WHAT YOU WILL DO => Exact repetition is required: output every record in full.

####

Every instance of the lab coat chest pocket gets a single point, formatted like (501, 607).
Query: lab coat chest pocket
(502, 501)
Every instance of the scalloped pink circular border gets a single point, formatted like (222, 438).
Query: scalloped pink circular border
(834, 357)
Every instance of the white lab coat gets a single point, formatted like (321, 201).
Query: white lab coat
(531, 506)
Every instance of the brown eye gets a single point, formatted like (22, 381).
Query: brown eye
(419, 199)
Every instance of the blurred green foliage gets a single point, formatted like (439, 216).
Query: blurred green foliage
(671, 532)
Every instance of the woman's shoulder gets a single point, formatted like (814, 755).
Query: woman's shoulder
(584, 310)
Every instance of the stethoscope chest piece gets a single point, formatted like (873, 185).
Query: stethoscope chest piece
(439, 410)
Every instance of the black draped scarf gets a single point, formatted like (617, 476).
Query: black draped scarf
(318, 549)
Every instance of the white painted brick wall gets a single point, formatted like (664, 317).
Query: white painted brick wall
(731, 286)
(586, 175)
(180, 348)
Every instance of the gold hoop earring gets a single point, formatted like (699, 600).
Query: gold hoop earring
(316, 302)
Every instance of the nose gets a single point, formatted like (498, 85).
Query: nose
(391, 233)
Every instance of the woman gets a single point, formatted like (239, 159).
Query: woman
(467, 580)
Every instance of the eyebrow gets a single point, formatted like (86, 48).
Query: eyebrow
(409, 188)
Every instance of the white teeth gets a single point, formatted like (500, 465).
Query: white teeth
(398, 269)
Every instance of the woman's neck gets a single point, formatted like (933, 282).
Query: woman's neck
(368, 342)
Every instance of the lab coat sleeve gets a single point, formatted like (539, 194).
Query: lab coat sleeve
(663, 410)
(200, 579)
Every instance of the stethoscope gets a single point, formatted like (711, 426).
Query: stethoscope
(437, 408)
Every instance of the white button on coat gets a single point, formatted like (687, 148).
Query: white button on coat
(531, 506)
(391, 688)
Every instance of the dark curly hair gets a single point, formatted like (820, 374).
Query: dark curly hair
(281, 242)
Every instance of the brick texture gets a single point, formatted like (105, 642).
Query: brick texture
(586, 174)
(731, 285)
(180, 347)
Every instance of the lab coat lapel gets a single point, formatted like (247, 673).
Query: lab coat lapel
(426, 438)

####

RESPONSE TO THE TASK =>
Every instance of the lab coat chest pocket gets a single point, formatted like (501, 607).
Query: lab coat chest pocket
(502, 501)
Every instance of the scalloped pink circular border gets a single point, formatted like (222, 438).
Query: scalloped pink circular border
(834, 357)
Every instance of the white lab coat gets a single point, formatted like (321, 201).
Query: white lab coat
(531, 506)
Every instance of the brown eye gets a single point, formatted like (22, 381).
Query: brown eye
(419, 199)
Every instance of the blurred green foliage gets a single point, formatted like (439, 216).
Query: blurred green foliage
(671, 532)
Every instance of the woman's shoulder gets a single point, formatted like (814, 755).
Query: woman's shoulder
(584, 310)
Every instance of the stethoscope chest piece gets a single point, formatted like (873, 185).
Query: stethoscope chest piece
(439, 410)
Every instance of the black draped scarf gets a single point, formatted like (617, 476).
Query: black draped scarf
(318, 549)
Every instance of the white painted brick wall gets a single point, formatted like (664, 317).
Query: white painted brick wall
(731, 286)
(586, 175)
(180, 348)
Every instance of the gold hoop earring gets a single point, formatted like (699, 600).
Query: gold hoop earring
(316, 302)
Every instance of the nose gets a single point, formatted like (498, 85).
Query: nose
(391, 233)
Every instance of the woman gets a single point, formatted like (239, 159).
Query: woman
(467, 580)
Every instance of the eyebrow gets a single point, formatted like (86, 48).
Query: eyebrow
(409, 188)
Every instance of the white teeth gets a single point, formatted like (500, 465).
Query: white teeth
(398, 269)
Every instance of the woman's neck gets a single point, formatted like (933, 282).
Query: woman's neck
(368, 342)
Every instance of the lab coat sleeve gets a single point, formatted like (539, 194).
Query: lab coat sleeve
(663, 410)
(200, 579)
Every instance of the stethoscope gets a single point, formatted like (711, 426).
Query: stethoscope
(437, 408)
Every instance of the white button on coat gets a single point, formatted like (687, 148).
Query: white button on coat
(531, 506)
(391, 688)
Every instance of the dark curly hair gets a single point, formatted like (820, 374).
Query: dark curly hair
(281, 242)
Every instance of the brick texture gets a single point, formatted like (105, 642).
Query: brick texture
(586, 174)
(731, 285)
(180, 347)
Every instance of the lab coat lapel gets a single point, formatted like (247, 673).
Query: lab coat lapel
(426, 438)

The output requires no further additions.